# [CHECK YOUR UNDERSTANDING]
(a) In the article on salt buildup in kidney patients, what confirmed the reduction in skin salt after dialysis with the better-filtering machine?
(b) For each statement, decide whether the article on salt buildup in kidney patients supports it. Answer yes or no and quote the deciding words. (i) Higher tissue salt levels with more impaired kidney function were also found in children. (ii) Salt that accumulates in tissues stays biologically inactive. (iii) Dr. Christopher McIntyre co-leads the research group.
(c) Carry on the article on salt buildup in kidney patients, picking up after its last sentence.

# [TEXT UNDER STUDY]

((

It well known that consuming too much salt can be harmful for people living with impaired kidney function. But less is known about the impacts of high-salt intake, and treatment options. Over the past few years, however, a Can-SOLVE CKD research group co-led by Dr. Christopher McIntyre has been uncovering important clues.

When the kidneys can no longer sufficiently process salt, the substance can accumulate in a person’s skin, muscle and bone. “Other investigators have found that when salt gets to those places, it doesn’t sit there quietly doing nothing – it’s biologically active. And among other things, salt causes a lot of inflammation,” explains McIntyre.

His group sought to explore this phenomenon in more detail. At the beginning of their investigation they confirmed that patients with more impaired kidney function have higher levels of salt in their tissues, and that this is also the case for children. What’s more, certain factors such albumin levels in the blood were found to be associated with salt levels.

Dr. Christopher McIntyre

Dr. Christopher McIntyre

In another study, the team explored a possible means for lowering the amount of salt that accumulates in patients’ tissues. They found they dialyzing patients with a machine that better filters out salt led to a reduction in how much salt accumulated in their skin, which was confirmed with MRI scans before and after treatment.
In an interesting side project, McIntyre showed kidney patients their scans of their salt accumulation compared to scans of a person with healthy kidney functioning.

))

[Collection entries]
((

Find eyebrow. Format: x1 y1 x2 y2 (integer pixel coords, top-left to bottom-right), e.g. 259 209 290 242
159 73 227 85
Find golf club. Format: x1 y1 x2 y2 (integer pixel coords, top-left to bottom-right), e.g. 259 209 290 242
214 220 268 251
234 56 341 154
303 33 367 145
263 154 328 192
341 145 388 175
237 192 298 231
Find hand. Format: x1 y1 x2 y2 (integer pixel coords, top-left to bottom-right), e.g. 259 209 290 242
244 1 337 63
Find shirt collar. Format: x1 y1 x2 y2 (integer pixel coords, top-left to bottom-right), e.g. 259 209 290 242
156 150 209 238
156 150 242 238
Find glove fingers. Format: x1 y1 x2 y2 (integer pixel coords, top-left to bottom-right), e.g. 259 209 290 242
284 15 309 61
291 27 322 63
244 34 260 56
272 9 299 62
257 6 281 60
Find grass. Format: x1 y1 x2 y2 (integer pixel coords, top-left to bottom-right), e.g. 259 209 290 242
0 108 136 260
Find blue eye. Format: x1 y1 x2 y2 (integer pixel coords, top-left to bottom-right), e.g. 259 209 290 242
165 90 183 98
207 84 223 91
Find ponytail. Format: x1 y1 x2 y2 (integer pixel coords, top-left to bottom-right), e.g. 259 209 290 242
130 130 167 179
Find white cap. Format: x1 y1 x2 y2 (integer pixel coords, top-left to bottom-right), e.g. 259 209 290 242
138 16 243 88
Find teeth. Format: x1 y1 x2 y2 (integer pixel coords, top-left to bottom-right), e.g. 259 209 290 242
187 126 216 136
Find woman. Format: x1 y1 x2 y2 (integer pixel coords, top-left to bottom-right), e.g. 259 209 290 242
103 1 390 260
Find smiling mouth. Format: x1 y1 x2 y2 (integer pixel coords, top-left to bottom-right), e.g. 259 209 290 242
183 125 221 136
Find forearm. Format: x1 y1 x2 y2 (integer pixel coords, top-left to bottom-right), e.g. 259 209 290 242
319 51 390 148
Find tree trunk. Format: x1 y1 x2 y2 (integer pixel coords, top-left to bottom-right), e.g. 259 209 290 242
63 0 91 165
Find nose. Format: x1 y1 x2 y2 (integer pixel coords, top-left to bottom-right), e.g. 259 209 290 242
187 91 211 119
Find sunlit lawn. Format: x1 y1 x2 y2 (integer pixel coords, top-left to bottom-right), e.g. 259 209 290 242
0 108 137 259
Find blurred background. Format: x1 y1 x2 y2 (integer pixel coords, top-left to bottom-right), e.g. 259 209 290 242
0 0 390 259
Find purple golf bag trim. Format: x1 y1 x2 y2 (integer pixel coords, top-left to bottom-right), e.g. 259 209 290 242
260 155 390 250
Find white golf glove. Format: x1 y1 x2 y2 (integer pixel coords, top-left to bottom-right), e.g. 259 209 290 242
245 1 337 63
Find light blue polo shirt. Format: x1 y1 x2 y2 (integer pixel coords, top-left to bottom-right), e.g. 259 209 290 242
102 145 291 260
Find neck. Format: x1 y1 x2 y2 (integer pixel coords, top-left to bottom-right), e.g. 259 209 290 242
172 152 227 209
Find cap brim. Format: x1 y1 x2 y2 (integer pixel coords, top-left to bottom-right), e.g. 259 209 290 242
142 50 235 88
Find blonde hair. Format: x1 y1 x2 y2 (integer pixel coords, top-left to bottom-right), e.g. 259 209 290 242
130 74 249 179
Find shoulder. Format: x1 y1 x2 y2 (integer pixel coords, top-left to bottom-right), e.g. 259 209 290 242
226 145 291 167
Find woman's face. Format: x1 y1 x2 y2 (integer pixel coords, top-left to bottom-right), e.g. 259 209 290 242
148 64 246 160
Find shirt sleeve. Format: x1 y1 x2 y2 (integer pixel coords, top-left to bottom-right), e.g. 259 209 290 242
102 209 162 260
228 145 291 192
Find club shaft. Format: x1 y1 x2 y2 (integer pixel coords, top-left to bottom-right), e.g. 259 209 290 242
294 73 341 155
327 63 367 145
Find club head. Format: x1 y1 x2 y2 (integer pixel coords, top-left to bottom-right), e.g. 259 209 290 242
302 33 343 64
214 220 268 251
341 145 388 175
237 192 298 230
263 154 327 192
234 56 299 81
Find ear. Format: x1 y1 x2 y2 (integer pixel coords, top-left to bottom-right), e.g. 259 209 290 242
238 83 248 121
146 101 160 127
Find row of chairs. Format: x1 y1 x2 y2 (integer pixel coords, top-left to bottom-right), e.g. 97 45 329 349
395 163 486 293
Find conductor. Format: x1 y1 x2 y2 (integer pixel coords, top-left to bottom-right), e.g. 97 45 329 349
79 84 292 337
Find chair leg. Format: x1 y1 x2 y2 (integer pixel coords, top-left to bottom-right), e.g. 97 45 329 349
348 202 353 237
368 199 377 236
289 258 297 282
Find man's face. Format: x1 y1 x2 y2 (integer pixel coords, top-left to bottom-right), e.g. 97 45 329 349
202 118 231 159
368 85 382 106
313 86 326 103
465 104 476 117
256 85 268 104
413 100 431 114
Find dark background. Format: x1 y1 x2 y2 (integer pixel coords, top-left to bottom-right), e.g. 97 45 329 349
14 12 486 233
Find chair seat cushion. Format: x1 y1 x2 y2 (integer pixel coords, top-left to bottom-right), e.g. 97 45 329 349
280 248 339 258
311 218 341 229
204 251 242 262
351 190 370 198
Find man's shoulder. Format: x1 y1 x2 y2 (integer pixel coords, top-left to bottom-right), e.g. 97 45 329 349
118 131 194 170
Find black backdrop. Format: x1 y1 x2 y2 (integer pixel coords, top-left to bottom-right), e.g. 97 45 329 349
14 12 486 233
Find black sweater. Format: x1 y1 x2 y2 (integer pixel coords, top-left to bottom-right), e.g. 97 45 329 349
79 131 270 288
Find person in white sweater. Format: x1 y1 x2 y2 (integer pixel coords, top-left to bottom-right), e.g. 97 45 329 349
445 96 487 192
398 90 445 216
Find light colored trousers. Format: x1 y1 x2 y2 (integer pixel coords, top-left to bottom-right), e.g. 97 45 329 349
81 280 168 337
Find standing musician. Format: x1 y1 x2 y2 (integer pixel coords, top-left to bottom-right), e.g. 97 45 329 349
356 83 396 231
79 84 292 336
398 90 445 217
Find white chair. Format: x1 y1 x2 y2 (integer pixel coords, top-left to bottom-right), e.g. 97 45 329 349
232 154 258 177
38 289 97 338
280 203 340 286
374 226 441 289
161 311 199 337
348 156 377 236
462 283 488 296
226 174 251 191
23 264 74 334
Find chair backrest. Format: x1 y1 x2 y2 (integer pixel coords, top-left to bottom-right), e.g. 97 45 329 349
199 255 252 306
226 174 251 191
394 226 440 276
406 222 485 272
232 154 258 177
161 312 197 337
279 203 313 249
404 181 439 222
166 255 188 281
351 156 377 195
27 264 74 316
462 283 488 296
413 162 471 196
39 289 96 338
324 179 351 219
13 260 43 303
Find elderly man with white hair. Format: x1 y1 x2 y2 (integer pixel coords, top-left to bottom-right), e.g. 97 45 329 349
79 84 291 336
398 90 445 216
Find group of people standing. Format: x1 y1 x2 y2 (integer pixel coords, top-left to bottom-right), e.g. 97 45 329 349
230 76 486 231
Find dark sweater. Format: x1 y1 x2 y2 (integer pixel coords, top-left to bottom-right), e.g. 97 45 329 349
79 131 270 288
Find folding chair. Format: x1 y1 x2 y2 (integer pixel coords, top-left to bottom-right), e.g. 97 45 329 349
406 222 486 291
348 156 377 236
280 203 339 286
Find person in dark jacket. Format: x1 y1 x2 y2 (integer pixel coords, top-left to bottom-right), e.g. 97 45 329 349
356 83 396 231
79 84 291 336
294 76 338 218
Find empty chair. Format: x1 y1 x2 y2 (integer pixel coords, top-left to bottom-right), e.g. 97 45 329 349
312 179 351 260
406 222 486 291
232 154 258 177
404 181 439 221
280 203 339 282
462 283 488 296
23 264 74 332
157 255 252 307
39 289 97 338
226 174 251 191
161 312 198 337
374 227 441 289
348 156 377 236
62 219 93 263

))

# [ANSWERS TO THIS EXERCISE]
(a) MRI scans taken before and after treatment.

(b)
(i) Yes: "and that this is also the case for children"
(ii) No: "it doesn’t sit there quietly doing nothing – it’s biologically active"
(iii) Yes: "a Can-SOLVE CKD research group co-led by Dr. Christopher McIntyre"

(c)
“I think a lot of people were shocked to be honest,” he says. “Because the scans are very visual. We plot it as a heatmap – the more the image glows, the more salt there is.”

He then surveyed these patients on their experience of seeing their own body scans. Overall, patients rated their experience as positive. Many dietitians tell their patients that it’s important to reduce salt intake, but McIntyre’s project aligns well with the old saying, “Seeing is believing.”

“We’ve found that that visual has been quite impactful in getting people to engage with that crucial component of their care,” says McIntyre, noting that these patients expressed more interest in managing their salt intake.

Moving forward, the research team is planning on another study, this time to explore the build up of salt in the kidneys and how it affects treatment with diuretics (water pills). Collectively, these studies are helping to show the impact of salt accumulation in kidney patients – and may one day help uncover new therapies.